**** Data to process
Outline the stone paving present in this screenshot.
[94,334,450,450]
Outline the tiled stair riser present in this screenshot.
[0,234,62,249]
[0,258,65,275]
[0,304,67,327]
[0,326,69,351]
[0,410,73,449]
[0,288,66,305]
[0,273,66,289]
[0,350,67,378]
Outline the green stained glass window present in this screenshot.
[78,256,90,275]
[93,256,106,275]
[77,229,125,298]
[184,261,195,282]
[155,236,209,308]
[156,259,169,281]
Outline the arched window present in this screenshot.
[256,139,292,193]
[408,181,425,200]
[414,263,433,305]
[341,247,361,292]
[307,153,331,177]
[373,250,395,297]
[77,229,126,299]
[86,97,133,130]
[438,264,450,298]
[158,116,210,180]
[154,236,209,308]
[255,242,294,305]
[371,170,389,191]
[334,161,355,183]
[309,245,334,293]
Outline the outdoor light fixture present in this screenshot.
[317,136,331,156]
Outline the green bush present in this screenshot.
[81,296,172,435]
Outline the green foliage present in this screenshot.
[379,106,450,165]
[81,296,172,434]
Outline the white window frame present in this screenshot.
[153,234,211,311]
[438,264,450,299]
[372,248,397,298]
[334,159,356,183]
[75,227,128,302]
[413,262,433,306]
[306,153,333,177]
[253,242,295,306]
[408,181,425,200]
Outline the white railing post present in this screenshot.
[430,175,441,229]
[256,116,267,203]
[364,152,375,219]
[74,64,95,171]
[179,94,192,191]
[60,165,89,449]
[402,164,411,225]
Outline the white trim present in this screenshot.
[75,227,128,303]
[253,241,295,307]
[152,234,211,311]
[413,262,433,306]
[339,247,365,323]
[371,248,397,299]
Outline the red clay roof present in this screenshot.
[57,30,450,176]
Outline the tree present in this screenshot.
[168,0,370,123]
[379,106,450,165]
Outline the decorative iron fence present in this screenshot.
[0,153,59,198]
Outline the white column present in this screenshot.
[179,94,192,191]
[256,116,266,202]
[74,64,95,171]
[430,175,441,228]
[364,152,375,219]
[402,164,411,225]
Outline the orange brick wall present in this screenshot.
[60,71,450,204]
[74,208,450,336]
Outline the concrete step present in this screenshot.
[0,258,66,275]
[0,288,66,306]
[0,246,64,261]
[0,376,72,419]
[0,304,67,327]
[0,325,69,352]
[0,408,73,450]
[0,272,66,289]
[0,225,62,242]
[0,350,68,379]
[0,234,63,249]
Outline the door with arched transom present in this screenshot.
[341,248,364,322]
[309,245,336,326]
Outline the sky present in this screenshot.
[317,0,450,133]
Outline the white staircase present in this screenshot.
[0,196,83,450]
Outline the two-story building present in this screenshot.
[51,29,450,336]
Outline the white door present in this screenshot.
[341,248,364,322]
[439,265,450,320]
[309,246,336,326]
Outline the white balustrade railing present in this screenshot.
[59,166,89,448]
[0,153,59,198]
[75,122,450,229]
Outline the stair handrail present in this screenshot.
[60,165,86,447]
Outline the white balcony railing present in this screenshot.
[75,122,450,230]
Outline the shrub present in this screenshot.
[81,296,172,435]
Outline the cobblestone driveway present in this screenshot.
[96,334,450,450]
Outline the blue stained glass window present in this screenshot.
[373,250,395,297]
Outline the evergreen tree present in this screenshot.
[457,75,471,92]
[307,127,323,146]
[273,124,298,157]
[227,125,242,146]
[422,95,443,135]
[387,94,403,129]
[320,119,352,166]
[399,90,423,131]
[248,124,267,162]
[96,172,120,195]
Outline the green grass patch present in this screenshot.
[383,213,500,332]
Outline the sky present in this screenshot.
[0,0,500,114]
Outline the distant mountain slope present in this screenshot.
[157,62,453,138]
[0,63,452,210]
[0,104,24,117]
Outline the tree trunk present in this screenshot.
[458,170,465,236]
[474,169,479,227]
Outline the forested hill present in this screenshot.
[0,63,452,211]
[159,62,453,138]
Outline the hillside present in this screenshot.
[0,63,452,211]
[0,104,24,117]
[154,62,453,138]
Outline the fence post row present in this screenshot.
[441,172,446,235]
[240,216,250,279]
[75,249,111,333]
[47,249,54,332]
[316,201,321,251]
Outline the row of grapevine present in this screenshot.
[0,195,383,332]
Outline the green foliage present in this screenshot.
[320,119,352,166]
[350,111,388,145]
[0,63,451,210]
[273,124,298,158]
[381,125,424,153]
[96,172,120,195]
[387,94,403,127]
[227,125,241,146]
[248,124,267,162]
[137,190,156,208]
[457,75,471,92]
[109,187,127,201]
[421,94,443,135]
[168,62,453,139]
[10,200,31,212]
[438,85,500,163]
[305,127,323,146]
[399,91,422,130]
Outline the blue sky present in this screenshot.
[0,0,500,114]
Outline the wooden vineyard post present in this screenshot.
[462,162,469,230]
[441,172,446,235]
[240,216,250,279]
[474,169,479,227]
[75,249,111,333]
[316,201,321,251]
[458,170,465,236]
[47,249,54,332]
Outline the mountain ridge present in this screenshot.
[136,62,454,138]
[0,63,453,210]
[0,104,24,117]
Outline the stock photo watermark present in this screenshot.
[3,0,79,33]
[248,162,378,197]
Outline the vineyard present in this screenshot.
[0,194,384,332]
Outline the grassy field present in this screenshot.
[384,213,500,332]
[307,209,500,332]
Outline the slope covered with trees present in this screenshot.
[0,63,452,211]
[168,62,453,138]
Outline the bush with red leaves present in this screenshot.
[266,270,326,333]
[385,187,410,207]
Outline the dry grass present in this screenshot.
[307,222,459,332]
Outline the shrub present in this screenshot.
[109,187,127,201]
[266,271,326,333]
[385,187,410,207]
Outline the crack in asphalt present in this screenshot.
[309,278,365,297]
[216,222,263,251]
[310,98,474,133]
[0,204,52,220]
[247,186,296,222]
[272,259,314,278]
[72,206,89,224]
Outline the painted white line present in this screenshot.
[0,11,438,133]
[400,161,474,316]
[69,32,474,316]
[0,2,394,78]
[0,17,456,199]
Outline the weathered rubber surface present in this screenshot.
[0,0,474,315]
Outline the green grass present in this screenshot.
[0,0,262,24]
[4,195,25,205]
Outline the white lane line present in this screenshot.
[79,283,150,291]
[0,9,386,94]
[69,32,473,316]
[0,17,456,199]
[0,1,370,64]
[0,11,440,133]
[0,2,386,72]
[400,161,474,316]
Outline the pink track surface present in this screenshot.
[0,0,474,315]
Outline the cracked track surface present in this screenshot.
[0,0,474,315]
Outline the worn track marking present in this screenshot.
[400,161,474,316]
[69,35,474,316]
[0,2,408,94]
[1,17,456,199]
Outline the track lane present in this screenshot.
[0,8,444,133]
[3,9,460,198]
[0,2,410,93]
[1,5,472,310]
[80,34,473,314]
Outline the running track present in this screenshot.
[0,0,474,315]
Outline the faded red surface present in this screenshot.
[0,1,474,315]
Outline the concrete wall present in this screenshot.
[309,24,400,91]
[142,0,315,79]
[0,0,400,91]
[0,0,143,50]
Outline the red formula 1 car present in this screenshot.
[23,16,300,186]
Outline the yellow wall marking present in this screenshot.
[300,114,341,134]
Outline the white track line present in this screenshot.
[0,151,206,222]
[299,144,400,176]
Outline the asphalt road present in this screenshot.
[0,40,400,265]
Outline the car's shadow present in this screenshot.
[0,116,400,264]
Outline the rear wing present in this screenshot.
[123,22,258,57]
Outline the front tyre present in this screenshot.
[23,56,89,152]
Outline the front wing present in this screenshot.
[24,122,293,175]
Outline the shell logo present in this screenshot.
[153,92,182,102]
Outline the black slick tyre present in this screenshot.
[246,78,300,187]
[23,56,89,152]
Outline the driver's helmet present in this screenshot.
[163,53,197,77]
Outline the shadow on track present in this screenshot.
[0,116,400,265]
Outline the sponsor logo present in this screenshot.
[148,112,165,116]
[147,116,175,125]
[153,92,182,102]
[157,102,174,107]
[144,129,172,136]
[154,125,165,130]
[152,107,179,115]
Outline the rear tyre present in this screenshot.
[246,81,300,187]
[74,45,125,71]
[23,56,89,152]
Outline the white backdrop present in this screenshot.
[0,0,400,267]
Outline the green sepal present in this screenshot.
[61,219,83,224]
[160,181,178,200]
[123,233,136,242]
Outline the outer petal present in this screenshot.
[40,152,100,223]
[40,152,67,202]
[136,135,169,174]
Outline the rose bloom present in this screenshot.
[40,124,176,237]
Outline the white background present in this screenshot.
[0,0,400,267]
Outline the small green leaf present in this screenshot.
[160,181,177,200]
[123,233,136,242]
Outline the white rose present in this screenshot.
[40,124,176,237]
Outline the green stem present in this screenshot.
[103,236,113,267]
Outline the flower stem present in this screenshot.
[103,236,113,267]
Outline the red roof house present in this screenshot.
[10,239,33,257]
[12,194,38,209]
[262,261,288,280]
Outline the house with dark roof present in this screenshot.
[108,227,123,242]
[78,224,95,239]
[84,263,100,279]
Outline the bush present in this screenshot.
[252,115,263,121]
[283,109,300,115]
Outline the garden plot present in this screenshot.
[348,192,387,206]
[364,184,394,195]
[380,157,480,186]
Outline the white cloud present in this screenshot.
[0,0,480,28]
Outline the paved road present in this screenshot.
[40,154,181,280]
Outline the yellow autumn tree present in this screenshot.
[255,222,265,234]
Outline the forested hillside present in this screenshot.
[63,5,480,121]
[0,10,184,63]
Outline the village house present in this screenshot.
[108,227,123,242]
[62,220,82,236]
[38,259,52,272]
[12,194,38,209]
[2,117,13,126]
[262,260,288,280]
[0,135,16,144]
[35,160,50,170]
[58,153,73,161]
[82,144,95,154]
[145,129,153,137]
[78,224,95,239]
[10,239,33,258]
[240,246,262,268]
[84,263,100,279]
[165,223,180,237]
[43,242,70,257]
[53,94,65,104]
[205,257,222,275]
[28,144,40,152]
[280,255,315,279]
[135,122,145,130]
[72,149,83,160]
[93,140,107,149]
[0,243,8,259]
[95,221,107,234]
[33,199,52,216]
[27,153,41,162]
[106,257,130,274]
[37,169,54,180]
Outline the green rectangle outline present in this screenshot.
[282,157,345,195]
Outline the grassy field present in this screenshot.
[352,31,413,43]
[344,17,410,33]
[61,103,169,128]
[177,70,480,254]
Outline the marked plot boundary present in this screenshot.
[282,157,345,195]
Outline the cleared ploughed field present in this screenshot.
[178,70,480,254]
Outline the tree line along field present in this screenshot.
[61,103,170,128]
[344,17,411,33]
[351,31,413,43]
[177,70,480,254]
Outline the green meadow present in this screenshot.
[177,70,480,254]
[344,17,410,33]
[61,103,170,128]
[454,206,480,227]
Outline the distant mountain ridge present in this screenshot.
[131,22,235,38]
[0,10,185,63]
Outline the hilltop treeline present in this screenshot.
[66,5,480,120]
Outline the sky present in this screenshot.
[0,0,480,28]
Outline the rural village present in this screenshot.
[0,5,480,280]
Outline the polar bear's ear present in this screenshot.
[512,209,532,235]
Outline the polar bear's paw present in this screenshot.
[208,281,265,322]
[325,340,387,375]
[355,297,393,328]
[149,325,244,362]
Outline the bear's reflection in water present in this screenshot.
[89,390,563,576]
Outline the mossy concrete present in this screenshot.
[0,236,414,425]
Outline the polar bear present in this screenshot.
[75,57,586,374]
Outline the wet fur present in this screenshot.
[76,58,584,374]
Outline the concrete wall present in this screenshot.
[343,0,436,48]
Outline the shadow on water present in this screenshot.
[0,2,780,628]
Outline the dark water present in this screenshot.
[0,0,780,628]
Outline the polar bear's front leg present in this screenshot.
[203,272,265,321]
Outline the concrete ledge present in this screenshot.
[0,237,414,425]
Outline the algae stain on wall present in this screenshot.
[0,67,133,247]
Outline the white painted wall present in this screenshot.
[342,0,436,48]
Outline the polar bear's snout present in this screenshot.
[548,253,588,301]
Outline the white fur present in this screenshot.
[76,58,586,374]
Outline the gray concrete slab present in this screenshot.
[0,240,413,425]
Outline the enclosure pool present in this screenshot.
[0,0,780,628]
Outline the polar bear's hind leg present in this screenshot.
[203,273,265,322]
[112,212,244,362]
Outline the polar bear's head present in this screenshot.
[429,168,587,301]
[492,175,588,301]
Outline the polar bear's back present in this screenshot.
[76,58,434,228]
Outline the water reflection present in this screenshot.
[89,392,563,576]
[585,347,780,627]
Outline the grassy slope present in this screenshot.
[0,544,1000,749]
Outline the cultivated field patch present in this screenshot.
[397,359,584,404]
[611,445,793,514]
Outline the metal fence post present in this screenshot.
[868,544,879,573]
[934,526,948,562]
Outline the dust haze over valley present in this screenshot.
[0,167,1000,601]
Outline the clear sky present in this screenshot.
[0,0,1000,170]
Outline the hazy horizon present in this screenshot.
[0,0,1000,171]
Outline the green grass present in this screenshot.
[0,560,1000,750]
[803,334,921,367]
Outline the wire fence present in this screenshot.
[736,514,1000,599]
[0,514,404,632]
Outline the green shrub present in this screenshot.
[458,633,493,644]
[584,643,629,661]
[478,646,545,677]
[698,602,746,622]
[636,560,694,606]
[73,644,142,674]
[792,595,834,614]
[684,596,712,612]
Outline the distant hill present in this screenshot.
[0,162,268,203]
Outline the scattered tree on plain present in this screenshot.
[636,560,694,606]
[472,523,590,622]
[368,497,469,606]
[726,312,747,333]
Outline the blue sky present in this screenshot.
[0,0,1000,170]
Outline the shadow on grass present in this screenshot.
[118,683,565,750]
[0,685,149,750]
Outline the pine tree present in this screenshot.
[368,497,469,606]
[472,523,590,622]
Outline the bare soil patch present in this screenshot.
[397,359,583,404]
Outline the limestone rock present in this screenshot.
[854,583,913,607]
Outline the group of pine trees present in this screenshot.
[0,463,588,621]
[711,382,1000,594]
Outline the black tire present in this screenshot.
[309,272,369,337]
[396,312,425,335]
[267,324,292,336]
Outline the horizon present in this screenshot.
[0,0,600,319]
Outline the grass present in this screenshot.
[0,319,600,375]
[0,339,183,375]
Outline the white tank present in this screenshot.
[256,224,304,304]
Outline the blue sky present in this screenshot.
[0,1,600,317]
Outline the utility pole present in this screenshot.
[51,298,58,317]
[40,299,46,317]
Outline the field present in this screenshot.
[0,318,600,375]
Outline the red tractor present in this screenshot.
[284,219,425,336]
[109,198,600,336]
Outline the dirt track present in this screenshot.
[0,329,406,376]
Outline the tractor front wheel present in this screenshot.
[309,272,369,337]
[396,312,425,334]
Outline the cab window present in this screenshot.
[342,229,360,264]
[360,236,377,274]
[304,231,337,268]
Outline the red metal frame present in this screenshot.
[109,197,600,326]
********
Locate the line that contains "Outline the utility", then please quote it and every line after it to the end of the entries above, exactly and with nothing else.

Outline the utility pole present in this screenshot.
[51,298,58,317]
[40,299,46,317]
Outline the field present in this screenshot.
[0,318,600,375]
Outline the red tractor present in this screenshot.
[284,219,425,336]
[109,198,600,336]
Outline the dirt track present in this screenshot.
[0,329,406,376]
Outline the tractor front wheel present in this screenshot.
[309,272,369,337]
[396,312,425,334]
Outline the cab window present in this screenshot.
[342,229,360,264]
[360,236,377,274]
[304,231,337,268]
Outline the red metal frame present in this screenshot.
[109,197,600,326]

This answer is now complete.